[What you will do]
Reproduce every entry that follows word for word, but omit the images.

[Task material]

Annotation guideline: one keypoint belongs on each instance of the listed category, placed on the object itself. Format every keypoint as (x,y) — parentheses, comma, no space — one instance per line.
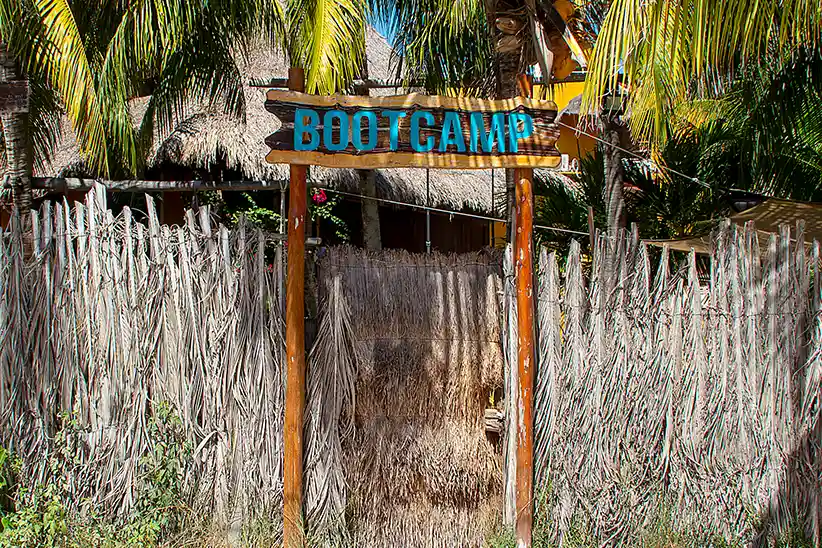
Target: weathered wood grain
(537,150)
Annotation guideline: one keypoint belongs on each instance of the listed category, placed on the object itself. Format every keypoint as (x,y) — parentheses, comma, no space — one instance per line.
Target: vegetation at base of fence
(41,513)
(660,532)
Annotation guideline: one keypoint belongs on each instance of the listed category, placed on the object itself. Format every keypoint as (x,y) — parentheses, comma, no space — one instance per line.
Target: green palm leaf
(328,41)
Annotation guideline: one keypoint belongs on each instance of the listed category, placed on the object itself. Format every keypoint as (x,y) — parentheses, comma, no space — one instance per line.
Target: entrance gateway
(409,131)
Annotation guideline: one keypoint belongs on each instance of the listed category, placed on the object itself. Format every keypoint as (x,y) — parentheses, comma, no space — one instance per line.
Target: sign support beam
(295,348)
(524,277)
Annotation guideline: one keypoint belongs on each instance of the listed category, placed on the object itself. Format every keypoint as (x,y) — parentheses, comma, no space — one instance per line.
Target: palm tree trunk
(18,146)
(370,210)
(612,194)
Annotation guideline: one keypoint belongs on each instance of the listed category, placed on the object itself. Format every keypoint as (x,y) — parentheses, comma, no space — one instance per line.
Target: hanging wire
(632,154)
(448,211)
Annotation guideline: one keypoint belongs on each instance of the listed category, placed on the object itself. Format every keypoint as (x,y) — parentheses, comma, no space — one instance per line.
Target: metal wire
(447,211)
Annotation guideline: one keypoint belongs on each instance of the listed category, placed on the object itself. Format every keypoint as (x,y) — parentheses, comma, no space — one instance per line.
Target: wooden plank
(408,159)
(14,97)
(413,131)
(295,350)
(524,272)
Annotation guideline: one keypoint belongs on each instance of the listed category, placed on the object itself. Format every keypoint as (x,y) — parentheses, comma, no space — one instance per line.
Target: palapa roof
(205,134)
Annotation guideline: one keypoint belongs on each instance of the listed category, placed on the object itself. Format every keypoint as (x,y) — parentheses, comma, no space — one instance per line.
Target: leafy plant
(39,515)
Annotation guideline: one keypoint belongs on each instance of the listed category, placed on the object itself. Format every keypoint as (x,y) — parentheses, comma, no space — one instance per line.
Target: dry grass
(425,329)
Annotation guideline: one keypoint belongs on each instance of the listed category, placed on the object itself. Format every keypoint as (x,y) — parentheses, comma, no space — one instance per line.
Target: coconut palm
(669,52)
(478,46)
(92,58)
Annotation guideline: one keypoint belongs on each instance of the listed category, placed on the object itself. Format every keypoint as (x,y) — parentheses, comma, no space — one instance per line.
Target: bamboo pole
(295,348)
(524,275)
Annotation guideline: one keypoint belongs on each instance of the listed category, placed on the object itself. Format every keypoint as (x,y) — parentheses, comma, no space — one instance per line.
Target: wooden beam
(524,275)
(376,83)
(295,349)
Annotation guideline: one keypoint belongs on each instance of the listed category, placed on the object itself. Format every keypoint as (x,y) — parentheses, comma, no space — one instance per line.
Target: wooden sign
(14,97)
(412,131)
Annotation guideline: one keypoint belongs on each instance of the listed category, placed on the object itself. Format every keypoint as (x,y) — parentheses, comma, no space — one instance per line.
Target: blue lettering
(452,132)
(415,131)
(372,130)
(393,127)
(328,128)
(496,135)
(515,132)
(301,128)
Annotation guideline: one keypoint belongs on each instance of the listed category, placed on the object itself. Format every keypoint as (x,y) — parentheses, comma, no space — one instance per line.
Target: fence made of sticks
(686,397)
(679,391)
(102,319)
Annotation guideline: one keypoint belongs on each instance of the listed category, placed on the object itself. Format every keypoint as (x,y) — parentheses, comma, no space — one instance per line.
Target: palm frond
(62,57)
(328,41)
(668,50)
(447,45)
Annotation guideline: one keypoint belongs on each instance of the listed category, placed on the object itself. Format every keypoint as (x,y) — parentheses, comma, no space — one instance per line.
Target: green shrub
(37,515)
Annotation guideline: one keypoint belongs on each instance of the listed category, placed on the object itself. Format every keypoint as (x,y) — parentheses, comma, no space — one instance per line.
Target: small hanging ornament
(319,196)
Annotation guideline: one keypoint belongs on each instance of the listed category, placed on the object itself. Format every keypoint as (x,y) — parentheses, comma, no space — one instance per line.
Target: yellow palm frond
(329,41)
(659,49)
(64,60)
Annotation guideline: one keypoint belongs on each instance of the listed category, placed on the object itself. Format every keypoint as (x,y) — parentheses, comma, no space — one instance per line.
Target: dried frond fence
(665,401)
(407,356)
(659,396)
(103,318)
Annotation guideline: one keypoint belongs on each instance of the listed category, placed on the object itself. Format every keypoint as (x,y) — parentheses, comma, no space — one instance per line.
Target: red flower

[Answer to this exercise]
Annotation guideline: one keypoint belongs on each instance of the listed category, placed on the object itself. Format every keypoint as (x,y) — parentheses, comma, no space — one instance per line.
Target: weathered wood grain
(537,150)
Annotation guideline: one keypoint belongs on each instance of the listed category, placed on the object itself. Format every keypoint as (x,y) — parentheses, comma, no space — one instance per line.
Target: vegetation at base of fence
(41,513)
(660,532)
Annotation guideline: one keypoint belongs on each instance of the listed category, placed on the object itself. Format every keypoint as (x,y) — parentheses, comma, no space — one instance per line.
Target: green palm leaf
(328,41)
Annotation guideline: one keypoint belongs on each instance of the listed category, placed on the object itself. Format every keypoint as (x,y) — parentheses, comma, no space — one instance per line.
Target: entrance gateway
(409,131)
Annotation guideline: one keypoint belongs on each instance of the listed category, placed on the object itself. Format every keypoint as (x,y) — parentheses, comma, no space — one instance per line.
Target: sign support beam
(295,348)
(524,277)
Annotation guideline: one keypoint belongs on each instance of the listed category, placed on the object itself. Format every keypoint as (x,y) — parentheses, comma, no space — one instance per line.
Target: palm tree trunk
(18,146)
(370,210)
(612,194)
Annotation guideline: one keypoint belongs on each instance of the listed category, placed on the object itself. Format every keypoint as (x,y) — parentheses, comma, no space — one instance per line.
Target: hanging wire
(632,154)
(448,211)
Annotation guideline: one keypoint belongs on each instance of the listed category, placed on the object itself. Format every keypoint as (x,y) — parentheses, comma, no space — one instance per line.
Target: metal wire
(447,211)
Annotation guideline: one keypoint belongs on each instance of the listed category, placed on the object itself. Format every keypoint as (x,y) — parentheses, comma, no space — one instance per line.
Target: wooden plank
(408,159)
(14,97)
(413,131)
(295,350)
(524,272)
Annotation guideline: one keypoint belongs on each instance of the listed category, placed on the object itself. Format every keypoint as (x,y) — parentheses, comma, no space — one instance per line.
Target: palapa roof
(205,134)
Annotation guideline: one keypoint belongs on each instance of the listed category, placed on the object itself. Format every keypoint as (x,y) — parentheses, comma, no space — one instance per line.
Target: leafy plant
(39,515)
Annotation guideline: one keypoint belongs on each instance of the listed category, placed on the object itself. Format every keypoint as (x,y) — parentheses, comma, no space — one instance per line.
Target: dry grass
(425,329)
Annotation guideline: one keypoint belongs on each instance of the listed category, placed on the object itself. Format every keypoint as (x,y) — parentheses, comma, no space — one instance per line.
Target: coconut palm
(669,52)
(478,46)
(92,58)
Annotation guideline: one keypoint belongs on each instance of the listed category, placed on the object itself. Format every keypoint as (x,y) — parentheses, comma, no space — one instance per line.
Target: bamboo pole
(295,348)
(524,275)
Annotation guideline: one keypoint belongs on each instance of the listed category, placed on the object itself. Format every keypoint as (x,y) — parentheses, comma, no space — one instance per line.
Target: wooden beam
(524,275)
(376,83)
(295,349)
Annotation guideline: one keypoint belongs on each instance of the listed category, placed on the object itself. Format every keypoint as (x,y) — parentheses, comma, no space — one instance per line.
Target: wooden sign
(14,97)
(412,131)
Annotation guideline: one keypoint belongs on each instance of the listed category, placed on the object itself. Format every keypoint as (x,y) — parentheses, comma, no space — one instance per line.
Target: blue lettering
(452,132)
(415,131)
(372,130)
(393,127)
(328,128)
(496,135)
(515,132)
(301,128)
Annotation guideline: one keypoint belongs on each instance of the listed category, placed on the object itself. Format every keypoint as (x,y) — parentheses, comma, no space — one instance per line.
Target: fence made of sticks
(686,397)
(679,391)
(102,319)
Annotation guideline: one keypoint belongs on each instance of the listed category, placed on the object itself. Format every keypoint as (x,y) — parentheses, comma, no space — one instance per line.
Target: palm frond
(62,57)
(328,41)
(668,50)
(447,45)
Annotation guideline: one keypoint belongs on each instance of the listed category, placed on the object itself. Format every keypoint as (x,y) — parentheses, comma, no space — one instance per line.
Target: green shrub
(37,515)
Annotation guideline: one keypoint belongs on each instance of the listed category, placed on the object itself. Format every keypoint as (x,y) — parentheses, comma, no space — one instance per line.
Target: small hanging ornament
(319,196)
Annotation guideline: one keypoint belongs on each instance of the listed category, placed on the object itself. Format every keypoint as (x,y) — parentheses, comma, no space — one instance per line.
Target: yellow palm frond
(329,41)
(659,49)
(64,60)
Annotation guideline: one keypoint belongs on each instance of the listed category, placed on the object itself. Format every keypoint as (x,y) — parentheses, comma, no space — one instance per line.
Target: dried frond fence
(665,401)
(407,356)
(659,396)
(103,318)
Annotation guideline: one keypoint belongs on each instance of the listed category, placed on the object itself. Format every keypoint as (x,y) — parentheses, comma, no space — one instance per line.
Target: red flower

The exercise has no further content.